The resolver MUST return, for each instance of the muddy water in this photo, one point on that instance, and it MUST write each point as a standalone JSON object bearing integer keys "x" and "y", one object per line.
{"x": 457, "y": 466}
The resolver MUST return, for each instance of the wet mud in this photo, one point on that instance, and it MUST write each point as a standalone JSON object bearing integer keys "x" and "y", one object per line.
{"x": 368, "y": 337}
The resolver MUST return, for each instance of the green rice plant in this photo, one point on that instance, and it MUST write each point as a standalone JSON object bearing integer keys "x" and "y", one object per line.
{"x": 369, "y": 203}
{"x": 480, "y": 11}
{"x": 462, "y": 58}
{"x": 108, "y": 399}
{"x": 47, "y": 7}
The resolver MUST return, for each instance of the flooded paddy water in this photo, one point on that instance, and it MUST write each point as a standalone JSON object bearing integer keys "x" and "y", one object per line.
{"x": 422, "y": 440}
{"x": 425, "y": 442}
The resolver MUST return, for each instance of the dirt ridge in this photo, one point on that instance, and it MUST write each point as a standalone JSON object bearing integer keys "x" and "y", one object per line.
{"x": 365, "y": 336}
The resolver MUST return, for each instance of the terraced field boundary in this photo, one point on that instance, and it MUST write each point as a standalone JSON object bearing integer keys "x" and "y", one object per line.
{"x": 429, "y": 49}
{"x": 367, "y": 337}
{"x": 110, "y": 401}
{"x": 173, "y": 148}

..............................

**WORK INSTRUCTION**: Each line of the listing is to be reproduced verbatim.

**RESULT**:
The resolver MUST return, for each instance of the muddy water in this photo, one point on that instance, and it MUST write each point as a standalone JSON object bearing integer keys "x" and "y", one object per line.
{"x": 457, "y": 466}
The resolver MUST return, for each instance of the wet mud in this photo, one point on that instance, and it MUST write each point as a standalone JSON object bearing integer keys "x" and "y", one object per line.
{"x": 368, "y": 337}
The resolver MUST return, for each instance of the green rice plant in this photo, one point on that instance, and it MUST write each point as a standalone JSON object bearing integer keys "x" and "y", one object per line.
{"x": 369, "y": 203}
{"x": 480, "y": 11}
{"x": 462, "y": 58}
{"x": 108, "y": 399}
{"x": 47, "y": 7}
The resolver MUST return, for each instance of the flooded paddy water in this photo, one point on that instance, and it MUST write each point as a standalone JSON object bearing integer keys "x" and "y", one object per line.
{"x": 422, "y": 440}
{"x": 425, "y": 442}
The resolver MUST return, for each instance of the dirt ridge in this photo, one point on that instance, and it MUST write each point as a standalone JSON object bearing integer keys "x" and "y", one object per line.
{"x": 365, "y": 336}
The resolver MUST return, for each instance of the terraced field boundary in this photo, one point on that instance, and it MUST write each point as a standalone JSON object bearing integer keys "x" and "y", one object per line.
{"x": 429, "y": 49}
{"x": 367, "y": 337}
{"x": 110, "y": 401}
{"x": 173, "y": 148}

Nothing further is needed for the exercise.